▶ GIVEN PROBLEM 1
Please return the catch-and-release article word for word, in full.

** BEGIN DOCUMENT **

The following article by Salvador Rizzo was posted on the Washington Post website April 4, 2018:

“Border Patrol Agents are not allowed to properly do their job at the Border because of ridiculous liberal (Democrat) laws like Catch & Release. Getting more dangerous. ‘Caravans’ coming. Republicans must go to Nuclear Option to pass tough laws NOW. NO MORE DACA DEAL!”
— President Trump, in a tweet, April 1, 2018

What caught our eye in this tweet was Trump’s claim that “catch and release” is a Democratic policy.

There’s no hard and fast definition, but “catch and release” usually refers to U.S. immigration authorities’ practice of releasing unauthorized immigrants while they await immigration hearings, rather than keeping them in custody.

With some exceptions, only children and asylum-seekers are eligible for this kind of release. They often stay in the United States for months or years while their cases wind through the courts. Many of them do not show up for court dates and end up settling in the country without authorization.

Trump argues catch-and-release “loopholes” are heavily exploited and open a back door to smugglers and bad actors. (This claim is also fact-checkable, but it’s not our focus today.)

The president’s tweet suggests that Democrats saddled him with catch and release. Did Democrats really come up with these policies?

The Facts

“Catch and release” entered the political lexicon during the George W. Bush administration.

** END DOCUMENT **
** BEGIN RECORDS FOR THIS EXERCISE **

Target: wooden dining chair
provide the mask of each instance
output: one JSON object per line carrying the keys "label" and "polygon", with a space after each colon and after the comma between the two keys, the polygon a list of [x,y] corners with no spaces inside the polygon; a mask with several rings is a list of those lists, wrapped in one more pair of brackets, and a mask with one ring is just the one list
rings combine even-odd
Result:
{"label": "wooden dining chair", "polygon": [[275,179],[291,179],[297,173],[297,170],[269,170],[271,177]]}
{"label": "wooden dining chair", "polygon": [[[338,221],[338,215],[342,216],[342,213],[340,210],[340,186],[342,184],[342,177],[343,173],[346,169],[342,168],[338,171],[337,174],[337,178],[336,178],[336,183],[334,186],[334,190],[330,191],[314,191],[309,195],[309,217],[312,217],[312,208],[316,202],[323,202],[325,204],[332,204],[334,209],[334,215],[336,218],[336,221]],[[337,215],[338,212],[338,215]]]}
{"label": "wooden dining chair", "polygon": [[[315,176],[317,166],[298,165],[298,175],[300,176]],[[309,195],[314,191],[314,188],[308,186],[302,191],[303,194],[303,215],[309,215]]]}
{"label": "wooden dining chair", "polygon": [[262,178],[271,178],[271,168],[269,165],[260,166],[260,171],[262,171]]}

** END RECORDS FOR THIS EXERCISE **

▶ GIVEN PROBLEM 2
Retype every entry above line for line, with no changes.

▶ FULL RESPONSE 1
The following article by Salvador Rizzo was posted on the Washington Post website April 4, 2018:

“Border Patrol Agents are not allowed to properly do their job at the Border because of ridiculous liberal (Democrat) laws like Catch & Release. Getting more dangerous. ‘Caravans’ coming. Republicans must go to Nuclear Option to pass tough laws NOW. NO MORE DACA DEAL!”
— President Trump, in a tweet, April 1, 2018

What caught our eye in this tweet was Trump’s claim that “catch and release” is a Democratic policy.

There’s no hard and fast definition, but “catch and release” usually refers to U.S. immigration authorities’ practice of releasing unauthorized immigrants while they await immigration hearings, rather than keeping them in custody.

With some exceptions, only children and asylum-seekers are eligible for this kind of release. They often stay in the United States for months or years while their cases wind through the courts. Many of them do not show up for court dates and end up settling in the country without authorization.

Trump argues catch-and-release “loopholes” are heavily exploited and open a back door to smugglers and bad actors. (This claim is also fact-checkable, but it’s not our focus today.)

The president’s tweet suggests that Democrats saddled him with catch and release. Did Democrats really come up with these policies?

The Facts

“Catch and release” entered the political lexicon during the George W. Bush administration.

▶ FULL RESPONSE 2
Target: wooden dining chair
provide the mask of each instance
output: one JSON object per line carrying the keys "label" and "polygon", with a space after each colon and after the comma between the two keys, the polygon a list of [x,y] corners with no spaces inside the polygon; a mask with several rings is a list of those lists, wrapped in one more pair of brackets, and a mask with one ring is just the one list
rings combine even-odd
Result:
{"label": "wooden dining chair", "polygon": [[275,179],[291,179],[297,173],[297,170],[269,170],[271,177]]}
{"label": "wooden dining chair", "polygon": [[[338,221],[338,215],[342,216],[342,213],[340,210],[340,186],[342,184],[342,177],[343,173],[346,169],[342,168],[338,171],[337,174],[337,178],[336,178],[336,183],[334,186],[334,190],[330,191],[314,191],[309,195],[309,217],[312,217],[312,208],[316,202],[323,202],[325,204],[332,204],[334,209],[334,215],[336,218],[336,221]],[[337,215],[338,212],[338,215]]]}
{"label": "wooden dining chair", "polygon": [[[315,176],[317,166],[298,165],[298,175],[300,176]],[[309,195],[314,191],[314,188],[308,186],[302,191],[303,194],[303,215],[309,215]]]}
{"label": "wooden dining chair", "polygon": [[262,178],[271,178],[271,168],[269,165],[260,166],[260,171],[262,171]]}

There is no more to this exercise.